Answer these questions about the "Boxing Creativity" post:
1. What date appears at the top of the post?
2. Which camp is the writer firmly in?
3. Whom does the writer paraphrase and call "the great philosopher"?

━━━ Article ━━━

Tuesday, May 9, 2017

Boxing Creativity

Black and White Reeds Reflected In Water, Swirly Patterns
by Robert Greshoff

There is a major difference between telling someone they can be creative and telling someone how to be creative.

I'm firmly in the Everyone Is Creative camp. I don't even mean that with the qualifier, "Until it's beaten out of them by school/work/life/the Trunchbull." I mean every single person on Earth, and everyone living in the secret moon base established by NASA in the '70s, has the innate ability to be creative.

And every one of us uses that ability on a regular basis.

"But Doug," I hear you say. "I'm not creative. I can't write stories or songs, draw, paint, sculpt, make movies. I'm not creative." To paraphrase the great philosopher Morissette, isn't it ironic, don't you think, that we won't get creative with the meaning of creativity? How strange is it that so many of us have a strict view of what creativity is and what it can be. Do you dress blandly? Do you only make toast and water? Do you only follow, pace for pace, in the footsteps of others? Are you boring in bed?

━━━ Material provided ━━━

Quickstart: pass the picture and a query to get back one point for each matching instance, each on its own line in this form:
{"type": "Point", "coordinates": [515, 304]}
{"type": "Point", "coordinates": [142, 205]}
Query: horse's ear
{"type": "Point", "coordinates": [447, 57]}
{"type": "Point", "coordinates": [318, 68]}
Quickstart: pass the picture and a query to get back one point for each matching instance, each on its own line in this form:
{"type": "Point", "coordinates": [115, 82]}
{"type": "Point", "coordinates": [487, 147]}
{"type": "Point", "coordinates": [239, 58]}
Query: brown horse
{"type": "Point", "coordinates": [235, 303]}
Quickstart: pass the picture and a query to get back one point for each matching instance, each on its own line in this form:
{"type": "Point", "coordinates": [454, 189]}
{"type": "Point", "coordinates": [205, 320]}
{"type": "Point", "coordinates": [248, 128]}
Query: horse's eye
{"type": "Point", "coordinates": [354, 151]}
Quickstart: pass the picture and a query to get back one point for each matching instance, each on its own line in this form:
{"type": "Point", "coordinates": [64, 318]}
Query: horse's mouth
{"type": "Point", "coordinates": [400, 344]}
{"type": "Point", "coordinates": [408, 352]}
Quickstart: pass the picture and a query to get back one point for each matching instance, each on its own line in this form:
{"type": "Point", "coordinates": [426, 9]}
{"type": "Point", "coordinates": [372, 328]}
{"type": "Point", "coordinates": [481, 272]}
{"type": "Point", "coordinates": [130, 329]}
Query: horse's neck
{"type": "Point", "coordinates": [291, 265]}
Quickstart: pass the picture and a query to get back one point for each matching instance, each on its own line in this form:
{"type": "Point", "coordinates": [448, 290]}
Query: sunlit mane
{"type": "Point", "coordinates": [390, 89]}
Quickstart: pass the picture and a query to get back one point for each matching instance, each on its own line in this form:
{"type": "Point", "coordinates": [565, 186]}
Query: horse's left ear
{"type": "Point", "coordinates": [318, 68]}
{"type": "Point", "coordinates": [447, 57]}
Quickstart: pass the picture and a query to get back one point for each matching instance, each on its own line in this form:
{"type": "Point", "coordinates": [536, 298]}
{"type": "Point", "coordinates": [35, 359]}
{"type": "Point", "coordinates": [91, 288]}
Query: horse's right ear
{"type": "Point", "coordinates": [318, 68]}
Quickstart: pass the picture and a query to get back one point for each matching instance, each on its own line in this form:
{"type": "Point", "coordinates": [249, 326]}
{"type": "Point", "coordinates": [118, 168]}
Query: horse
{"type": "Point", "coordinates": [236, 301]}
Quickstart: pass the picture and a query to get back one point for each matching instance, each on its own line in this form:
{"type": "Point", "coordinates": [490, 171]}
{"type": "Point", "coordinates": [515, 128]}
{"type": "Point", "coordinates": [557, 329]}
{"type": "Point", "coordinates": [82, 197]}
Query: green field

━━━

### Task result:
1. Tuesday, May 9, 2017
2. The Everyone Is Creative camp
3. Morissette